**Problem statement:** Ignoring the pictures, copy the data exactly.

(Image point grounding data)

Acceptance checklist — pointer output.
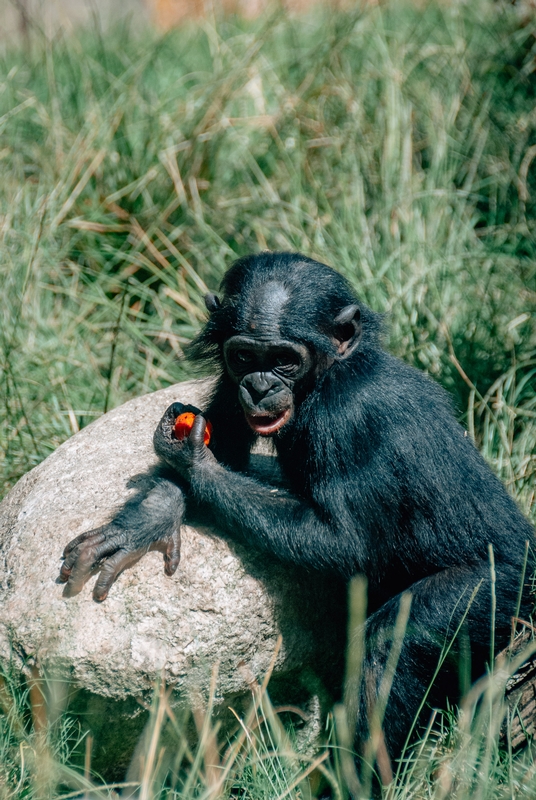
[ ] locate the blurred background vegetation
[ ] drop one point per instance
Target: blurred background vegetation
(394, 142)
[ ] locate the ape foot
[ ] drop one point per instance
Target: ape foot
(150, 521)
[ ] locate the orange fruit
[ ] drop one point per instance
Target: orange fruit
(183, 426)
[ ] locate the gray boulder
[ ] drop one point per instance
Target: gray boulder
(224, 604)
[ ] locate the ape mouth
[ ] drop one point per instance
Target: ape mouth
(266, 424)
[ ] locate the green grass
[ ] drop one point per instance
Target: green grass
(396, 144)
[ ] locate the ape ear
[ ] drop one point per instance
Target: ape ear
(347, 330)
(212, 302)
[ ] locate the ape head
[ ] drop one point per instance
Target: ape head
(282, 321)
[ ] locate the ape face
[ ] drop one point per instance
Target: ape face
(267, 373)
(276, 339)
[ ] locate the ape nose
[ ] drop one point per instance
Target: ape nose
(260, 386)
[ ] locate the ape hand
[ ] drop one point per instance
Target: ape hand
(186, 455)
(149, 521)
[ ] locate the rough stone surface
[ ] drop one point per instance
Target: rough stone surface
(224, 604)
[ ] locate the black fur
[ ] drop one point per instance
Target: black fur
(381, 480)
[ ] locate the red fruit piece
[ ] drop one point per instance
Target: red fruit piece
(183, 426)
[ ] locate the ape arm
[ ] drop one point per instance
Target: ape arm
(267, 517)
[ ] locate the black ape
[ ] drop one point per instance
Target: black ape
(381, 479)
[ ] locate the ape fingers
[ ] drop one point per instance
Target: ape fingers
(84, 557)
(171, 549)
(111, 569)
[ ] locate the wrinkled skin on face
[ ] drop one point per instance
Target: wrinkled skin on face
(266, 373)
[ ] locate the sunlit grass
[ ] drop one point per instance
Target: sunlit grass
(398, 145)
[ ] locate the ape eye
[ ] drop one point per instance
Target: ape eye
(242, 357)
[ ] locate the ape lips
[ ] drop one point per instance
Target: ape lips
(266, 424)
(183, 426)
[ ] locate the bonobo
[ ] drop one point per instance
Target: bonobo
(380, 478)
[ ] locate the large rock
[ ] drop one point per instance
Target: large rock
(224, 604)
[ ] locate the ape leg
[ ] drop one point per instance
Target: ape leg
(149, 521)
(438, 606)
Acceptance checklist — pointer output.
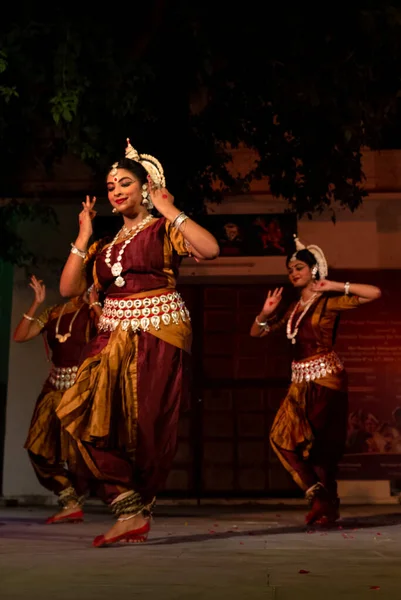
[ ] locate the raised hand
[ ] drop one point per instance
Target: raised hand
(325, 285)
(272, 301)
(86, 217)
(160, 197)
(39, 288)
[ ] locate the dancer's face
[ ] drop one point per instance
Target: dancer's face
(124, 191)
(299, 273)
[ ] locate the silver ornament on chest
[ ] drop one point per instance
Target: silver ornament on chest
(120, 282)
(116, 269)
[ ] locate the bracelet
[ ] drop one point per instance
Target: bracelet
(178, 221)
(95, 304)
(263, 325)
(80, 253)
(28, 317)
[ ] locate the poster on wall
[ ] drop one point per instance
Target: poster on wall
(370, 345)
(253, 234)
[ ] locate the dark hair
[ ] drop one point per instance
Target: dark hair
(305, 256)
(133, 167)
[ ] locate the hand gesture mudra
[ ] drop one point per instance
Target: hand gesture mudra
(86, 217)
(159, 196)
(39, 288)
(272, 301)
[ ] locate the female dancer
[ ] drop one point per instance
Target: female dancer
(309, 430)
(123, 409)
(68, 328)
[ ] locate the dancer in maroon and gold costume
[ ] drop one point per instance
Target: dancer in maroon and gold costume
(309, 431)
(123, 409)
(67, 329)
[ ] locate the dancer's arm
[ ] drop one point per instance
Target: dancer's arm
(29, 327)
(365, 293)
(73, 279)
(263, 322)
(201, 243)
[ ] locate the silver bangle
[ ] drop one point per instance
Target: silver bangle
(178, 221)
(262, 324)
(95, 304)
(28, 318)
(75, 250)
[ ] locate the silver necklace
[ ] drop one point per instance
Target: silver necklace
(117, 267)
(291, 335)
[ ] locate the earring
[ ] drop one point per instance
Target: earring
(146, 201)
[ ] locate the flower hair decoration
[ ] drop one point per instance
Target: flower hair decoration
(151, 165)
(317, 253)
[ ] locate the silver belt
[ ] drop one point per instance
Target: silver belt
(142, 313)
(309, 370)
(63, 378)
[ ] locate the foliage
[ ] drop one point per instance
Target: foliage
(306, 89)
(13, 247)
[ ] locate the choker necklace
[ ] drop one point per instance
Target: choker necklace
(291, 335)
(117, 267)
(60, 337)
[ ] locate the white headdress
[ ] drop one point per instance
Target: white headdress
(149, 163)
(317, 253)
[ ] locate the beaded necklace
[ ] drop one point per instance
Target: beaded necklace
(291, 335)
(117, 267)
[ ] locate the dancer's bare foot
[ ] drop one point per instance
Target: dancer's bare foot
(72, 513)
(125, 525)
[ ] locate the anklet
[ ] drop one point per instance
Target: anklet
(121, 519)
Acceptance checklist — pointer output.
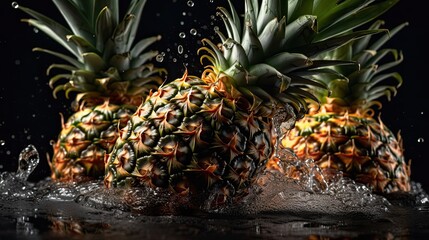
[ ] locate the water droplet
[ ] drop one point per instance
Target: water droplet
(190, 3)
(193, 31)
(159, 58)
(15, 5)
(27, 162)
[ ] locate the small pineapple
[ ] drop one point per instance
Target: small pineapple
(344, 134)
(110, 74)
(215, 134)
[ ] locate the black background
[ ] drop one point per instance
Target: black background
(29, 114)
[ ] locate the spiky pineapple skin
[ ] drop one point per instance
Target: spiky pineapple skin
(359, 146)
(90, 133)
(191, 136)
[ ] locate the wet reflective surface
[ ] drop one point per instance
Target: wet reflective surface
(278, 209)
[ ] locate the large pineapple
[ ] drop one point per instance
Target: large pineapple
(215, 133)
(110, 74)
(344, 135)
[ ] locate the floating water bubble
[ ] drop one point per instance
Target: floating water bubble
(159, 58)
(27, 162)
(193, 31)
(190, 3)
(15, 5)
(180, 49)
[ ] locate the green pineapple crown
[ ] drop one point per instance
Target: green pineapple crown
(361, 87)
(104, 61)
(270, 58)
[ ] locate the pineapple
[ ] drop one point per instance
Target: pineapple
(108, 72)
(214, 134)
(344, 135)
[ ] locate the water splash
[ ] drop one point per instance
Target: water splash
(27, 162)
(15, 185)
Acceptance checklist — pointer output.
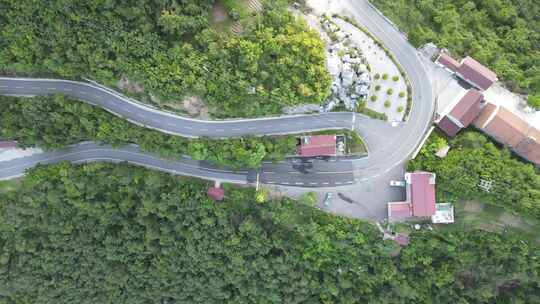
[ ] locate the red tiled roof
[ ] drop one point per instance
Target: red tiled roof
(473, 71)
(216, 193)
(448, 126)
(448, 61)
(7, 144)
(468, 108)
(402, 239)
(423, 193)
(318, 145)
(509, 129)
(399, 210)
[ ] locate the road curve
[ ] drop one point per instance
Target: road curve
(312, 173)
(392, 146)
(150, 117)
(92, 152)
(388, 146)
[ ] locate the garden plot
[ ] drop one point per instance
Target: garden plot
(388, 90)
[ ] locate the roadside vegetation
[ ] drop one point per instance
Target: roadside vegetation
(103, 233)
(505, 34)
(55, 122)
(472, 158)
(171, 49)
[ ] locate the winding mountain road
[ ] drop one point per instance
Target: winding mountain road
(388, 146)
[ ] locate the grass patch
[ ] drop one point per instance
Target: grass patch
(475, 215)
(9, 185)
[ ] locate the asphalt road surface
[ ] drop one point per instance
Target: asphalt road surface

**Response to the exercise:**
Acceptance checklist — pointer output.
[ ] locate the blurred background vegetation
[ ] drop one point per instance
Target: blurred background vegetation
(394, 142)
[ ] locate the ape foot
[ ] drop one point per instance
Target: ape foot
(150, 521)
[ ] locate the orange fruit
[ ] drop one point per instance
Target: orange fruit
(183, 426)
[ ] locate the gray boulder
[ ] drop one point per instance
Target: gray boulder
(224, 604)
[ ] locate the ape mouth
[ ] drop one point per instance
Target: ape mouth
(266, 424)
[ ] locate the green grass
[ ] drop one point per instance
Target: green grass
(396, 144)
[ ] locate the ape ear
[ ] drop one point per instance
Target: ape ear
(347, 330)
(212, 302)
[ ] locate the ape head
[ ] drop one point per instance
Target: ape head
(282, 321)
[ ] locate the ape face
[ ] drop one point per instance
Target: ape face
(267, 373)
(276, 339)
[ ] locate the ape nose
[ ] drop one point per instance
Target: ape nose
(260, 386)
[ ] locate the ape hand
[ ] drop one point per instance
Target: ape hand
(186, 455)
(149, 521)
[ ] locate the rough stone surface
[ ] drop one point per instance
Target: rough stone surface
(224, 604)
[ ] locate the black fur
[ ] drop one point per instance
Target: black fur
(381, 480)
[ ] locate the red fruit piece
[ ] drop one point per instance
Target: red fruit piece
(183, 426)
[ ] locate the ape arm
[ ] drop one point per instance
Target: ape arm
(267, 517)
[ ] locate the black ape
[ ] drop one point per instance
Target: black ape
(381, 479)
[ ] locate the ape fingers
[ ] drop one point per instance
Target: ape fingers
(84, 557)
(171, 549)
(111, 569)
[ ] locate the wrinkled skin on face
[ ] drop one point per instance
Target: wrinkled skin on face
(266, 373)
[ ] locate the sunlit grass
[ ] drop one point per instance
Target: sunlit grass
(398, 145)
[ ] locate the ape eye
[ ] drop one point per instance
Target: ape eye
(242, 357)
[ ] locate the ape lips
[ ] drop one point per instance
Target: ape lips
(266, 424)
(183, 426)
[ ] locate the bonobo
[ ] drop one point per instance
Target: bonobo
(380, 478)
[ ] locate the large rock
[ ] drop one point per instance
Target: large rock
(224, 604)
[ ] locate the ape leg
[ ] drop one point per instance
Target: ape leg
(149, 521)
(438, 606)
Acceptance checklist — pointer output.
[ ] locate the raised hand
[ ] drop one point per instance
Target: raised hand
(325, 285)
(272, 301)
(86, 217)
(160, 197)
(39, 288)
[ ] locate the dancer's face
[ ] drop one point per instance
Target: dancer's face
(124, 191)
(299, 273)
[ ] locate the silver ornament on chest
[ ] drop one point per instance
Target: silver ornament on chest
(120, 282)
(116, 269)
[ ] locate the bracelet
[ ] drop one point per instance
Target: bracelet
(178, 221)
(95, 304)
(263, 325)
(80, 253)
(28, 317)
[ ] locate the poster on wall
[ ] drop one point per instance
Target: poster on wall
(370, 345)
(253, 234)
[ ] locate the dark hair
[ ] drop one point per instance
Target: dark hair
(305, 256)
(133, 167)
[ ] locate the hand gesture mudra
[ ] drop one point per instance
Target: hand gesture mudra
(86, 217)
(159, 196)
(39, 288)
(272, 301)
[ ] locate the female dancer
[ ] drop one point per instance
Target: female dancer
(309, 430)
(123, 409)
(68, 328)
[ ] locate the dancer in maroon and gold costume
[ ] drop one point per instance
Target: dancer in maroon and gold costume
(309, 431)
(123, 409)
(67, 329)
[ ] locate the dancer's arm
[ ] drop one point per instance
Target: dancer's arm
(29, 327)
(365, 293)
(73, 279)
(263, 322)
(201, 243)
[ ] locate the silver bangle
[ ] drop one point per instance
Target: silver bangle
(178, 221)
(262, 324)
(95, 304)
(28, 318)
(75, 250)
[ ] locate the silver necklace
[ ] drop one point per instance
Target: silver necklace
(117, 267)
(291, 335)
[ ] locate the earring
[ ] drop one point per instance
Target: earring
(146, 201)
[ ] locate the flower hair decoration
[ ] drop one point per instance
Target: flower hair decoration
(151, 165)
(317, 253)
[ ] locate the silver belt
[ ] drop one point per instance
Target: silver belt
(142, 313)
(309, 370)
(63, 378)
[ ] locate the foliage
[ ] drop one point per instance
Target: foliage
(306, 89)
(13, 247)
[ ] locate the choker necklace
[ ] drop one point per instance
Target: choker necklace
(291, 335)
(117, 267)
(60, 337)
[ ] locate the white headdress
[ ] drop one point per instance
Target: white headdress
(149, 163)
(317, 253)
[ ] locate the beaded necklace
[ ] drop one point per instance
Target: beaded necklace
(291, 335)
(117, 267)
[ ] locate the dancer's bare foot
[ ] drop one point per instance
Target: dancer's bare foot
(72, 513)
(125, 525)
[ ] locate the anklet
[ ] drop one point per instance
Target: anklet
(121, 519)
Acceptance checklist — pointer output.
[ ] locate the water droplet
[ ] drop one point per instance
Target: water droplet
(190, 3)
(193, 31)
(159, 58)
(15, 5)
(27, 162)
[ ] locate the small pineapple
[ ] drop one point per instance
Target: small pineapple
(344, 134)
(110, 74)
(215, 134)
[ ] locate the black background
[ ] drop one point per instance
Target: black background
(29, 114)
[ ] locate the spiky pineapple skin
[ ] drop one point per instance
Target: spiky pineapple skin
(359, 146)
(90, 133)
(191, 136)
[ ] locate the wet reflective surface
[ ] drop one point per instance
Target: wet reflective surface
(278, 209)
[ ] locate the large pineapple
[ ] drop one point per instance
Target: large pineapple
(215, 133)
(110, 74)
(344, 135)
[ ] locate the floating water bubble
[ ] drop one point per instance
Target: floating water bubble
(159, 58)
(27, 162)
(193, 31)
(190, 3)
(15, 5)
(180, 49)
[ ] locate the green pineapple crown
[ ] drop one point per instance
Target: green pineapple crown
(361, 87)
(104, 61)
(270, 58)
[ ] locate the pineapple
[ ] drop one point per instance
Target: pineapple
(108, 72)
(214, 134)
(344, 135)
[ ] locate the water splash
[ ] drop one point per instance
Target: water splash
(27, 162)
(15, 185)
Acceptance checklist — pointer output.
[ ] locate the red tiled roof
[ ] drop one point per instance
Target: red tiled roof
(473, 71)
(216, 193)
(448, 126)
(448, 61)
(7, 144)
(468, 108)
(402, 239)
(423, 193)
(318, 145)
(509, 129)
(399, 210)
[ ] locate the road curve
[ ] drop one point per instance
Target: road curve
(312, 173)
(392, 146)
(150, 117)
(92, 152)
(388, 146)
[ ] locate the garden plot
[ ] drop one point per instance
Target: garden plot
(388, 90)
[ ] locate the roadside vegetation
[ ] drop one point per instance
Target: roadside vegetation
(103, 233)
(505, 34)
(55, 122)
(472, 158)
(171, 49)
[ ] locate the winding mountain road
[ ] drop one point per instance
Target: winding mountain road
(388, 146)
[ ] locate the grass patch
[ ] drop one point per instance
Target: grass patch
(475, 215)
(9, 185)
[ ] locate the asphalt road surface
[ ] drop one point per instance
Target: asphalt road surface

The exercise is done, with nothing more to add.